So...a random but not-so-random thought I've not blogged about yet: to what extent are some of the changes people undergo regarding their same-sex attraction attributable to orientation, and to what extent are they attributable to finally leaving behind the angst and intensity of teenage-style sexuality?
Maybe a tiny bit more explanation is called for. A lot of the time, when I hear guys (sorry, ladies--I haven't spoken with many of you) talk about how they feel like they're changing, it's framed in the context of not wanting sex with every attractive guy at the gym or not fooling around with their gay friends anymore. So because they no longer have a seemingly uncontrollable urge to get it on with every attractive guy they meet, they consider themselves somehow less homo than before.
Now pardon my bluntness, but isn't that simply what we call maturing? I really don't mean this to belittle those changes in any way. They're great, they're very important, and they're huge to the person undergoing them. I love seeing those changes in people because I'm pretty sure their quality of life will improve, and they'll have more control over themselves.
This thought was partially spurred by an old radio interview I heard a part of today in which the interviewer asked the "ex-gay" mormon subject how he reacts when he sees an attractive male. He responded with a sufficiently vague response about being able to appreciate the beauty of all people, male or female, and I just didn't know what to do with that response. It seemed entirely evasive. He and his mom made some valid points about our culture's oversexualization of attraction, but I was just left feeling like the question went completely unanswered, which is how I sometimes feel when talking to people who have undergone reparative or otherwise change-oriented therapy. It seems they have gained control over their appetites but are afraid to then examine their remaining attractions honestly. This isn't the case with ALL people I've discussed it with, mind you. But it most often is.

* Data listing *

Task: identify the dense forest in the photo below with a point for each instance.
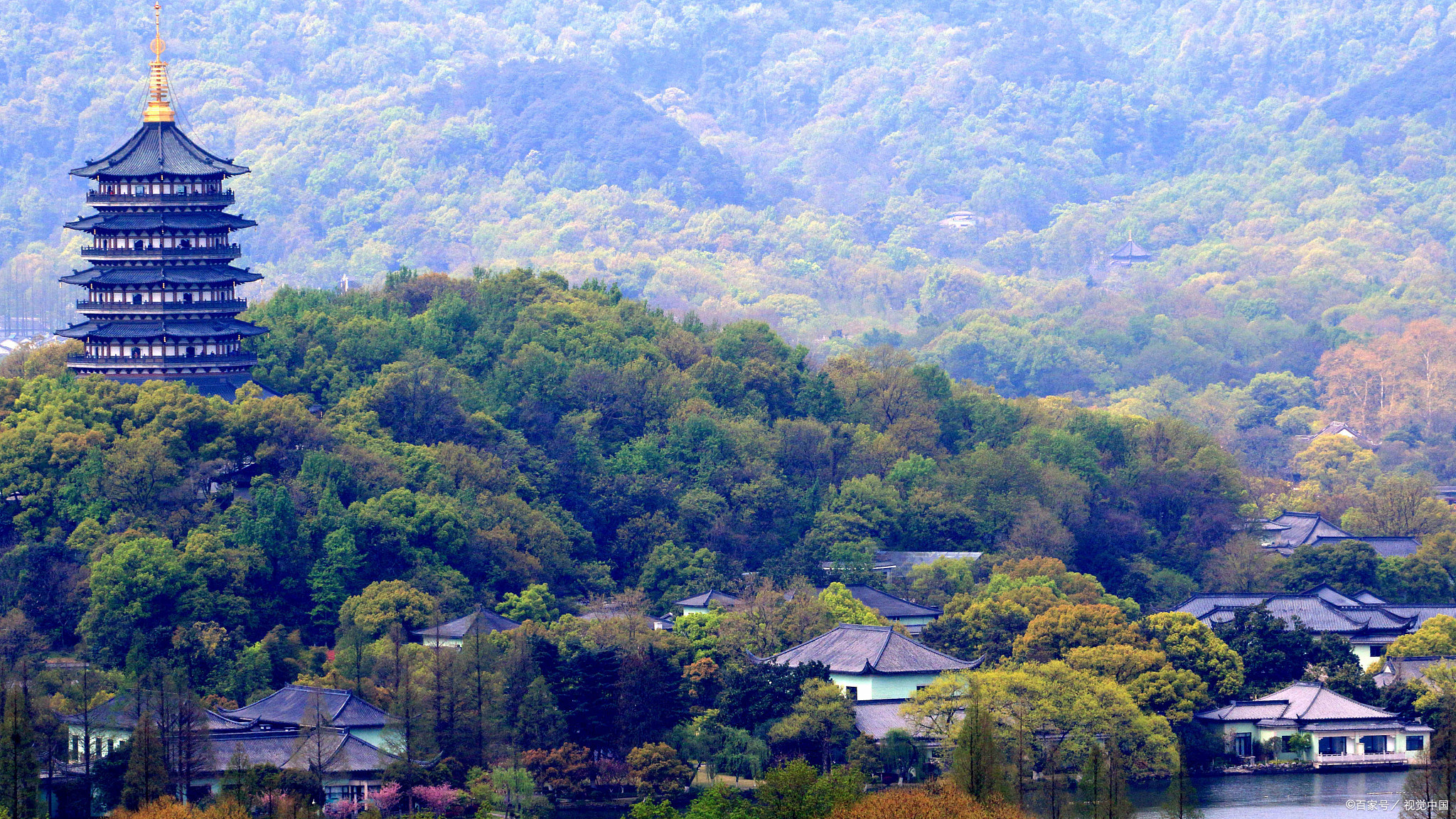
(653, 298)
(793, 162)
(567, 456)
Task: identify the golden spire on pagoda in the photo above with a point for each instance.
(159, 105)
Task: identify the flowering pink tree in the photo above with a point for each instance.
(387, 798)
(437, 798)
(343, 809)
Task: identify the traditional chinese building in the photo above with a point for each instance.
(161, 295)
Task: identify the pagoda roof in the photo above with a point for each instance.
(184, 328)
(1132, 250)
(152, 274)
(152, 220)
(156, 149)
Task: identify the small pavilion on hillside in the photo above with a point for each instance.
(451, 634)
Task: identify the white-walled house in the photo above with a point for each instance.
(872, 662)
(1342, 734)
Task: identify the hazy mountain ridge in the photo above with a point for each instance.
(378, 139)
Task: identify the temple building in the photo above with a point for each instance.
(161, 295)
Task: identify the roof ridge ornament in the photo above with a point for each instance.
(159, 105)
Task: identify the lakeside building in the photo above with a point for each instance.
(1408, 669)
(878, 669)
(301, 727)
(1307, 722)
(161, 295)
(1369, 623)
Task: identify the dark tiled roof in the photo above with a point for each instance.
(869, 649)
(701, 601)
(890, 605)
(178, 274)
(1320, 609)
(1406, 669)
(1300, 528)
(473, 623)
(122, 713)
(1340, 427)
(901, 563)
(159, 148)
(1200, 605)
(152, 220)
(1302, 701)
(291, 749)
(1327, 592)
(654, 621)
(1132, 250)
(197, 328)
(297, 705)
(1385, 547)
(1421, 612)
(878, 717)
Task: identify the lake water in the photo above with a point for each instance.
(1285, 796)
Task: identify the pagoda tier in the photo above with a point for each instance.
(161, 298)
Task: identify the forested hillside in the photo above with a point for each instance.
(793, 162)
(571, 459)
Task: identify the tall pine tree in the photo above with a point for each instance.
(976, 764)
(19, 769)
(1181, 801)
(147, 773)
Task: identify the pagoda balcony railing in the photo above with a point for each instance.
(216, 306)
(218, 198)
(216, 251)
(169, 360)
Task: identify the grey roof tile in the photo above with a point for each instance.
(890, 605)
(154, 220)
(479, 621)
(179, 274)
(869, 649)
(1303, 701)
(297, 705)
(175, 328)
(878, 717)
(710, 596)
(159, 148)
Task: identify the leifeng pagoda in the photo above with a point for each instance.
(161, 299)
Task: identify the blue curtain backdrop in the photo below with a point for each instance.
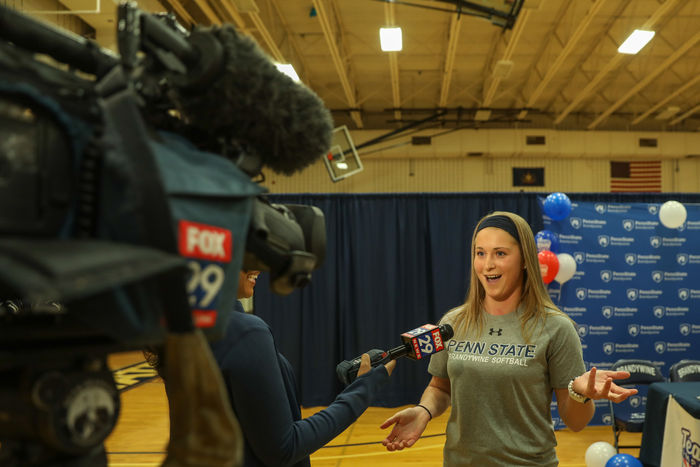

* What to work on *
In the blog post, who took part in the old radio interview the writer heard? The material after the blog post is separate from it.

* Written reply *
The interviewer, the "ex-gay" Mormon subject, and his mom.